_Your instructions_:
Return every line of the records below that contains the string "marked", treating uppercase and lowercase as different.

_Stored rows_:

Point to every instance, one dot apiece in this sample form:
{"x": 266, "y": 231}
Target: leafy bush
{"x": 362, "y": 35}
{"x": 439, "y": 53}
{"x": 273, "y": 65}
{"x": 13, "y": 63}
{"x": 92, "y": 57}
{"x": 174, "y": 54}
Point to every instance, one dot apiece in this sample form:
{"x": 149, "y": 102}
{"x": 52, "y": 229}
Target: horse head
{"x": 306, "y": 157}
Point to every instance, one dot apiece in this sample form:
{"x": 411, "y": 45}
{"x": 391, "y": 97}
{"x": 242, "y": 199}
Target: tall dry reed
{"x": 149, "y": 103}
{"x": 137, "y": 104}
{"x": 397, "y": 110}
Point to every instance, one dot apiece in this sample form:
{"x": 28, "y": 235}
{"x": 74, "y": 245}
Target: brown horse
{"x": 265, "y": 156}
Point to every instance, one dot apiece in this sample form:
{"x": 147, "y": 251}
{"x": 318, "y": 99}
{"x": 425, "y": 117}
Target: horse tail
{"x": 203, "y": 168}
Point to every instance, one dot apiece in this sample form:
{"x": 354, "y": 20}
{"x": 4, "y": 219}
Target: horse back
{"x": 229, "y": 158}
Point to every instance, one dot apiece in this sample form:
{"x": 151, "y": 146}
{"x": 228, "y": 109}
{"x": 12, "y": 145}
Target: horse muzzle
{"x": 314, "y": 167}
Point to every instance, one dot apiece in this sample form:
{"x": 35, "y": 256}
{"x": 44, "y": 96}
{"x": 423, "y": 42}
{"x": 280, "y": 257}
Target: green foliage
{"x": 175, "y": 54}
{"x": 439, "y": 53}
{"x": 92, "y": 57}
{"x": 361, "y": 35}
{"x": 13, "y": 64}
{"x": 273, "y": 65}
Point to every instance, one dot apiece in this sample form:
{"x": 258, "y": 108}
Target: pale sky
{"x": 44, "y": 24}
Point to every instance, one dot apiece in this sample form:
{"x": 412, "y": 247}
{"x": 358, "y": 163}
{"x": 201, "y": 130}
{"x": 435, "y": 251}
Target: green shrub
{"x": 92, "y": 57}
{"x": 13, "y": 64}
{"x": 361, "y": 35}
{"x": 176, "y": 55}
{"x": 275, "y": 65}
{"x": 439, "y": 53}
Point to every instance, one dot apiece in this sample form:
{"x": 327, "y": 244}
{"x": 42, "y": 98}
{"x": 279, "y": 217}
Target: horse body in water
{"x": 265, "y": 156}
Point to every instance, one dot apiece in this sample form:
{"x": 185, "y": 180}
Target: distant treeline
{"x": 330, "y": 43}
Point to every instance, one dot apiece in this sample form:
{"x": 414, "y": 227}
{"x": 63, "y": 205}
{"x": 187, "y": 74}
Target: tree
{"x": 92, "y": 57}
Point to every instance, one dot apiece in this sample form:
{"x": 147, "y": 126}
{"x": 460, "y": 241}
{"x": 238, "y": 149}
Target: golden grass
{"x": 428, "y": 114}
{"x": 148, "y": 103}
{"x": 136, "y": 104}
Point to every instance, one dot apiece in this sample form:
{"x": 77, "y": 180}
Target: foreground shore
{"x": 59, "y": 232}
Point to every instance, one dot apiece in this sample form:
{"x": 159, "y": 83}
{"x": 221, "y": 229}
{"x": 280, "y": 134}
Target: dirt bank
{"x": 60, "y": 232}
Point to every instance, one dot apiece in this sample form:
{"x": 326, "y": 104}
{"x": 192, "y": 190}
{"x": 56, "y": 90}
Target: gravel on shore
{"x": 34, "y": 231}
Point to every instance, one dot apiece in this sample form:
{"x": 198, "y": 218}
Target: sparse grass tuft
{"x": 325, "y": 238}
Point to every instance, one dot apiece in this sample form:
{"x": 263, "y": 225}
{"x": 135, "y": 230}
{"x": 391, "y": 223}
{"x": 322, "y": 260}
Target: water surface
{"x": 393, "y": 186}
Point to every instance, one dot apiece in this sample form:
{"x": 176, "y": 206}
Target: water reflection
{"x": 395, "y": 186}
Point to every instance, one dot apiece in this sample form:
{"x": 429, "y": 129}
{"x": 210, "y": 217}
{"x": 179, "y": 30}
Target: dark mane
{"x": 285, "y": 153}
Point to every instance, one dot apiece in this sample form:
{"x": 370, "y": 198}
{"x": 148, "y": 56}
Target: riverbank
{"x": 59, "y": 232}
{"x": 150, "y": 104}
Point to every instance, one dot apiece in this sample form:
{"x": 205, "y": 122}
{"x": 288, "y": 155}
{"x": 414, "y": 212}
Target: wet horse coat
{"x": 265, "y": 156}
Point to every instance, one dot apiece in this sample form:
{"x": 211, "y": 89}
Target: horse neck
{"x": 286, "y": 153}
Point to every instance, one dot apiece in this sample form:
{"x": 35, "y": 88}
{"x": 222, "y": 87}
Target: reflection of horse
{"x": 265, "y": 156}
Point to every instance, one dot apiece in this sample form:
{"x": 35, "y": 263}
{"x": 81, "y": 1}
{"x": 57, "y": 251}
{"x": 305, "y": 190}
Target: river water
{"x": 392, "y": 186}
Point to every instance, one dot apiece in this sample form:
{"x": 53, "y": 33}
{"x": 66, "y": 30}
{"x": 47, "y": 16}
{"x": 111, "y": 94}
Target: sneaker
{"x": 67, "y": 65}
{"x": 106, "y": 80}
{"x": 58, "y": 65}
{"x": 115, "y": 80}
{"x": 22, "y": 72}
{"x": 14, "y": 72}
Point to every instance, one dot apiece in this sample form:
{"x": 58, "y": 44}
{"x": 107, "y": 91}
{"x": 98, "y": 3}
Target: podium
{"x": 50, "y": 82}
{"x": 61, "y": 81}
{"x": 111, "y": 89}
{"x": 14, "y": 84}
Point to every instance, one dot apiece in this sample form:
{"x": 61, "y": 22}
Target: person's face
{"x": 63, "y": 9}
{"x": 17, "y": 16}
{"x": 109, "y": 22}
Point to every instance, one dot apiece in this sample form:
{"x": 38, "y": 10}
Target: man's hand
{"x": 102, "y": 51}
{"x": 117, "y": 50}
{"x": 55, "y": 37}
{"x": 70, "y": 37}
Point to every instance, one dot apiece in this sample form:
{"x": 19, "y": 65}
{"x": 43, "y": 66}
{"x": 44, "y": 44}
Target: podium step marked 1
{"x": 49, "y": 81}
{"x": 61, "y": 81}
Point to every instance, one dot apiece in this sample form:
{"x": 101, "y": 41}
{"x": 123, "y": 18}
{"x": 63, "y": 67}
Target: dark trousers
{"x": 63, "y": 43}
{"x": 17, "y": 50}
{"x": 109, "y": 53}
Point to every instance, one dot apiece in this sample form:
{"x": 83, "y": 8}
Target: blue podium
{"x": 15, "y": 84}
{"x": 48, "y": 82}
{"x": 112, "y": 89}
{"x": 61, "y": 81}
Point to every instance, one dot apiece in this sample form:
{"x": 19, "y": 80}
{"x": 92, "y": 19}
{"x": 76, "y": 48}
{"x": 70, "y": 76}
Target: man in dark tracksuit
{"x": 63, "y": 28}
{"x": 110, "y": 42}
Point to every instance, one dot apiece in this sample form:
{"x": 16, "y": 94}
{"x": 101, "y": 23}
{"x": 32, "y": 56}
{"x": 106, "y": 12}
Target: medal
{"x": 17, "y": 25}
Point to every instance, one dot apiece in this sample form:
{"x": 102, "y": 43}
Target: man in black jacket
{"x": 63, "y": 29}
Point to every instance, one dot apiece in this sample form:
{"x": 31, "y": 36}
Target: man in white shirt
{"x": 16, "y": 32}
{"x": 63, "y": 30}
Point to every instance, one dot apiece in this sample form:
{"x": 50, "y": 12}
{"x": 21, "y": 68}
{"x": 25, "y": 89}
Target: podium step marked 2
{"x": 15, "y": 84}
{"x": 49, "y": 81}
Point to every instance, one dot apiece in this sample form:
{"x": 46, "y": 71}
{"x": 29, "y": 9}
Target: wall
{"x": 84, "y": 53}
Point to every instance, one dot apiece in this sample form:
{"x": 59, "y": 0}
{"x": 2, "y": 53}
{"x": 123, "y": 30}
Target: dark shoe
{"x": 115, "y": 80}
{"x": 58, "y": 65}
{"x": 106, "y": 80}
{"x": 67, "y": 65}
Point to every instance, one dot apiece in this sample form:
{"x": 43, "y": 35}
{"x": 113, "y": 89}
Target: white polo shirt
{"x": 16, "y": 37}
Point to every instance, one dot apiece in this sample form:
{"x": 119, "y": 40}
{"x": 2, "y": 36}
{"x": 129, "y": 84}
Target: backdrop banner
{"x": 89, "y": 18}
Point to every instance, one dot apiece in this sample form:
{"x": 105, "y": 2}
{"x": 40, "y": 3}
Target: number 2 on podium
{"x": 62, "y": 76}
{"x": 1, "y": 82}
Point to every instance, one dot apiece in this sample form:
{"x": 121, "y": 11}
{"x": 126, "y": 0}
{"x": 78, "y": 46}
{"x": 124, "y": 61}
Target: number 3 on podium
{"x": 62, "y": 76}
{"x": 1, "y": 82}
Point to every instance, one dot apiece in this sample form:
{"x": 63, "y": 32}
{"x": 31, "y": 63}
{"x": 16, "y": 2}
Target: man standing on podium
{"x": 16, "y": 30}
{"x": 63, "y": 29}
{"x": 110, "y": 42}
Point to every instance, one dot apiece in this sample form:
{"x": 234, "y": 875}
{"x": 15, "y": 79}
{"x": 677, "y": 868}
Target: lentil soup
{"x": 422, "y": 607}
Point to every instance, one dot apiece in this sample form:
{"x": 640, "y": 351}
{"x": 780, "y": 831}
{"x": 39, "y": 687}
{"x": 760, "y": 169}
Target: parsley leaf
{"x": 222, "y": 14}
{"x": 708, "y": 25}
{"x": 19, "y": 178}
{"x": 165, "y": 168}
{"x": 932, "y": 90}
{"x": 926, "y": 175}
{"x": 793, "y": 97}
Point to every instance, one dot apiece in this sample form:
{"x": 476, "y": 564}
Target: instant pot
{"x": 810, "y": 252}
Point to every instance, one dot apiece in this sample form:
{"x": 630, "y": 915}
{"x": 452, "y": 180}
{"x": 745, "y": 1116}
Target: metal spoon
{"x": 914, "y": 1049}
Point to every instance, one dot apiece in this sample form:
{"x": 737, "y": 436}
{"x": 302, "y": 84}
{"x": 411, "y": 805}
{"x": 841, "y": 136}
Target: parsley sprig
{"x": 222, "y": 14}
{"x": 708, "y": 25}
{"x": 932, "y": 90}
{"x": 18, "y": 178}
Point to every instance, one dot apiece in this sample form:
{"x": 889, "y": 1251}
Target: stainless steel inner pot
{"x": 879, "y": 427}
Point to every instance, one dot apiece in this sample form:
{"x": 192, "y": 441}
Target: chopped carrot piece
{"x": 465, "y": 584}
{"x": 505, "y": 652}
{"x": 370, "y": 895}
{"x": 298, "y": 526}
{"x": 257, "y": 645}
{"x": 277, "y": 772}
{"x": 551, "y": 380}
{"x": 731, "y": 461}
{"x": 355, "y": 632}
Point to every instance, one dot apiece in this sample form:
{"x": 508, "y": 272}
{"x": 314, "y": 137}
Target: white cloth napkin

_Written response_:
Target: podium step marked 1
Target: podium step marked 2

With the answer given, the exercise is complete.